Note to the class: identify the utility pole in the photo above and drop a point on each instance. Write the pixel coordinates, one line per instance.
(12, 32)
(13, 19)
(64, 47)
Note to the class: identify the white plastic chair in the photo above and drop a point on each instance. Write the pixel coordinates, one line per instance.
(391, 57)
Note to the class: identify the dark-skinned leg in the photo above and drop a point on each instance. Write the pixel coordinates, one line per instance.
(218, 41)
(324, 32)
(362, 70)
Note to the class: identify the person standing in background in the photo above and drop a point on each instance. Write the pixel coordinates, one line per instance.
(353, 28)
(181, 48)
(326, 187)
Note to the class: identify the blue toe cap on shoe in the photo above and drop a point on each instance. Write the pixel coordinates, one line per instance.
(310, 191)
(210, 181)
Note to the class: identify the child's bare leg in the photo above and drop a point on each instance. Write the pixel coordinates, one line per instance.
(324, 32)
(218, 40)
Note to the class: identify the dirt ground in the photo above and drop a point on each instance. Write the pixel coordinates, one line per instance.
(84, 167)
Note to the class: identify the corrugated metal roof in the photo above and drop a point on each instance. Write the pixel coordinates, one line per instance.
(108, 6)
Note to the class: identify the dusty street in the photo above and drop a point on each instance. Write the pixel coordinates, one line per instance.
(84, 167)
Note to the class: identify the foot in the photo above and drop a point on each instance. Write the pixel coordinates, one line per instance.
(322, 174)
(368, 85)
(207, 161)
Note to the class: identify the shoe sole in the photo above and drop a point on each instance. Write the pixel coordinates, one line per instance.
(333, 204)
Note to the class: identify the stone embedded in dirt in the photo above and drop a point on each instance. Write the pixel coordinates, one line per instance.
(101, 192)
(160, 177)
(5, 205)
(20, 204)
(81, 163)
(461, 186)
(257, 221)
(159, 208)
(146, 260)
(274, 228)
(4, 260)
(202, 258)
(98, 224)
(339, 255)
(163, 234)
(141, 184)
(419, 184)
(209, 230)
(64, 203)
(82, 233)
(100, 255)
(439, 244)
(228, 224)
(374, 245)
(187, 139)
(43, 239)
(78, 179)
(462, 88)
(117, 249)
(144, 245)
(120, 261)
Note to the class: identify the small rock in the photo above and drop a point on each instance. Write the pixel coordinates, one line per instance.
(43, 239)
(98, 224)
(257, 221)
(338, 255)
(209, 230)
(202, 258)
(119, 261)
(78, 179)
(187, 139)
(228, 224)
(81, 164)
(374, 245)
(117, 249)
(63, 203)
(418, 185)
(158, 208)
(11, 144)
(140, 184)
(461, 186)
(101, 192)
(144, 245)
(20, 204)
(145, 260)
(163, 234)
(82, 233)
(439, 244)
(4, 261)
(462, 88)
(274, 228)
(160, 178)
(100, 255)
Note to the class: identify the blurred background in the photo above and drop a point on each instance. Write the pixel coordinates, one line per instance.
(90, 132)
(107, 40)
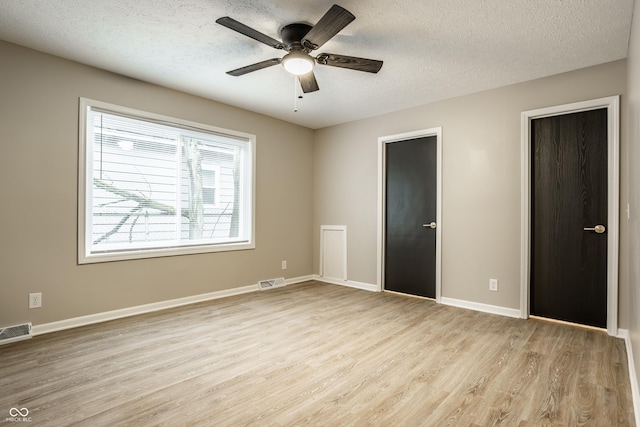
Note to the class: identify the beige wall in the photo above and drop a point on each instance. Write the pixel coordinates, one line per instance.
(481, 180)
(304, 179)
(38, 171)
(633, 161)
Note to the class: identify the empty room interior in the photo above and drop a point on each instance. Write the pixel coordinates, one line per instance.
(436, 222)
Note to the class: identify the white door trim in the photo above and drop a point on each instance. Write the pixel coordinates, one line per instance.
(612, 104)
(437, 132)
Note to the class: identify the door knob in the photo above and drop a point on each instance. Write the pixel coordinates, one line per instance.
(598, 229)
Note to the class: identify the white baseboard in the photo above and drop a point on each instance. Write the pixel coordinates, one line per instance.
(90, 319)
(348, 283)
(633, 379)
(485, 308)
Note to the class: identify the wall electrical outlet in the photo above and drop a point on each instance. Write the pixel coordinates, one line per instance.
(35, 300)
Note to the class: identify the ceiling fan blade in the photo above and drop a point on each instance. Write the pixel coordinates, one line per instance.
(249, 32)
(350, 62)
(328, 26)
(254, 67)
(308, 82)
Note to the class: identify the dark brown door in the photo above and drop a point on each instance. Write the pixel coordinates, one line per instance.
(569, 199)
(410, 239)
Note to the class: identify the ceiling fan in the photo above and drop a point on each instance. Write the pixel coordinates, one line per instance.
(299, 40)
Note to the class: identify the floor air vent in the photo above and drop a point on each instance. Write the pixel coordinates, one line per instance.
(271, 283)
(15, 333)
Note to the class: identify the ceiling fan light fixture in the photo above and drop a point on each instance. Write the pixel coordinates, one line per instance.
(297, 63)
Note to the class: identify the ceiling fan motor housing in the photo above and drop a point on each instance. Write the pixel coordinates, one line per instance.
(292, 36)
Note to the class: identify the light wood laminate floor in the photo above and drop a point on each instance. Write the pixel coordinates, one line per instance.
(318, 354)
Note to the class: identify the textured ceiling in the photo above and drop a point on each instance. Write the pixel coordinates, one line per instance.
(432, 49)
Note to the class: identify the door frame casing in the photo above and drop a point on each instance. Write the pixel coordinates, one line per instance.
(382, 172)
(612, 104)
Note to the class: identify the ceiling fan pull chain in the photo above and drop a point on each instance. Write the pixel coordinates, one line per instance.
(295, 94)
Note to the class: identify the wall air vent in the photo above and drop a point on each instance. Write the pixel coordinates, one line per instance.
(15, 333)
(271, 283)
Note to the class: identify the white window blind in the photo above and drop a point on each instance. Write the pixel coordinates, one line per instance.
(157, 186)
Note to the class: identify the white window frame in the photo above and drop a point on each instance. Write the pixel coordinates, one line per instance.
(85, 186)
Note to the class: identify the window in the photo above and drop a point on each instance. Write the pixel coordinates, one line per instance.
(209, 184)
(157, 186)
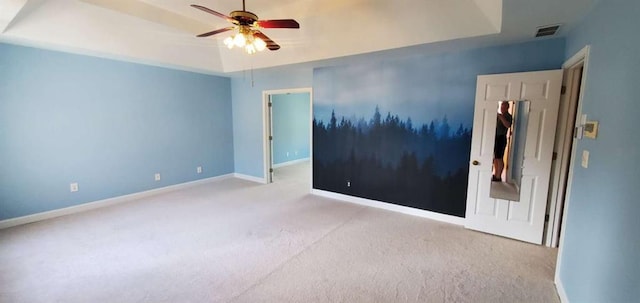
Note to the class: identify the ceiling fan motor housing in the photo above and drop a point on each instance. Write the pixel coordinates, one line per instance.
(244, 17)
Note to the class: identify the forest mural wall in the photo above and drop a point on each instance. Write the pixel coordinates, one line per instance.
(399, 130)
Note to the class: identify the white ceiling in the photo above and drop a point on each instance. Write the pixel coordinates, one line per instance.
(163, 32)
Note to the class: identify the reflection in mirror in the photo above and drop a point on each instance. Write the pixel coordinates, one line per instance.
(511, 132)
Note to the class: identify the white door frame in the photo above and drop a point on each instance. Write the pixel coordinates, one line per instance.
(564, 134)
(582, 57)
(267, 127)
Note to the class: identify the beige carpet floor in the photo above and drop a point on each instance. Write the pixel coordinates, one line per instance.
(237, 241)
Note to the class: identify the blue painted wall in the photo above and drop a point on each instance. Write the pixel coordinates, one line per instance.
(105, 124)
(600, 259)
(248, 130)
(291, 116)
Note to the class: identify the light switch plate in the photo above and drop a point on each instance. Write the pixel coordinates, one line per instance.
(585, 158)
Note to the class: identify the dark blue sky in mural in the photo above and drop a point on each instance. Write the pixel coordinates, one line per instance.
(405, 87)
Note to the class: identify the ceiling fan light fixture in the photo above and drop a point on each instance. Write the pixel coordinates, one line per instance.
(259, 44)
(240, 40)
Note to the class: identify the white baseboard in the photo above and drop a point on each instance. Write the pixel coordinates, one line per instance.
(390, 206)
(561, 292)
(103, 203)
(290, 162)
(250, 178)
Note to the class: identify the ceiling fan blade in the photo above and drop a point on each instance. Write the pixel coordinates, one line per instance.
(279, 23)
(270, 44)
(222, 30)
(210, 11)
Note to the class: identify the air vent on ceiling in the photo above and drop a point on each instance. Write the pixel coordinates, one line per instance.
(547, 30)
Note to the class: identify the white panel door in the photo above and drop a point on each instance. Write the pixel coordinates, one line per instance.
(522, 220)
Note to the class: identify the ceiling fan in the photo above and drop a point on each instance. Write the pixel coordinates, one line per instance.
(248, 25)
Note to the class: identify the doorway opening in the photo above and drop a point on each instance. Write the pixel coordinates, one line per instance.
(567, 134)
(287, 116)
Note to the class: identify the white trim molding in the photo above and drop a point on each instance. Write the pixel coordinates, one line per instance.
(293, 162)
(389, 206)
(561, 292)
(104, 203)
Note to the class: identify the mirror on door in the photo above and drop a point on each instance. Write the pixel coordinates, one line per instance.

[Set exercise]:
Substitute "overhead fan" for "ceiling fan" in the lines from the one containing "Note to the class: identify the light switch" through the end of the material, and return only those lines with nothing else changed.

[Complete output]:
Note to the class: identify the light switch plate in the photo above and drop a point on each instance. Write the pixel coordinates, one line per instance.
(585, 158)
Note to the class: identify the dark blue sky in mural in the photo above and drop a point on each instance. Write the pixel coordinates, one line per instance.
(405, 87)
Note to the class: identify the overhead fan light fixture in the photo above and drop a point on each instance. Write the pixel coordinates, one line per instance.
(259, 44)
(240, 40)
Note to the class: identify the white baseboard in the photo above and drop a point on each instance. Write the pixel coordinates, one line per instance.
(390, 206)
(561, 292)
(103, 203)
(290, 162)
(250, 178)
Note to the class: identify the overhead fan blade in the photo above and drop a point on each instance. Write the pixel coordinates, one line per instance.
(279, 23)
(270, 44)
(222, 30)
(210, 11)
Note to the class: identify the air vent on ceiling in the photo above and drop a point on each instance. Write the pixel coordinates, one line per instance.
(547, 30)
Note to the class: identify the white panel door in the photo above and drop a point on each instance. Write the pixel coordinates, one line per instance.
(522, 220)
Note to the class: identify the overhead fan in the photo above and drop a point on each instance. Write the pixel coordinates, one line per instance.
(248, 25)
Note to the class: identify the doorway opening in the photo above and drop a point on each instance. Write the pixel coordinates, one line per instance.
(567, 134)
(287, 116)
Note to the class: identify the white trim molding in the photo above and drop a point on each instance. Write the pixel coordinates, one line per instance.
(293, 162)
(389, 206)
(561, 292)
(104, 203)
Note to the class: identify the mirror on door in the photo above and drop a point on each instance. Write the pixel coordinates, one line per instance.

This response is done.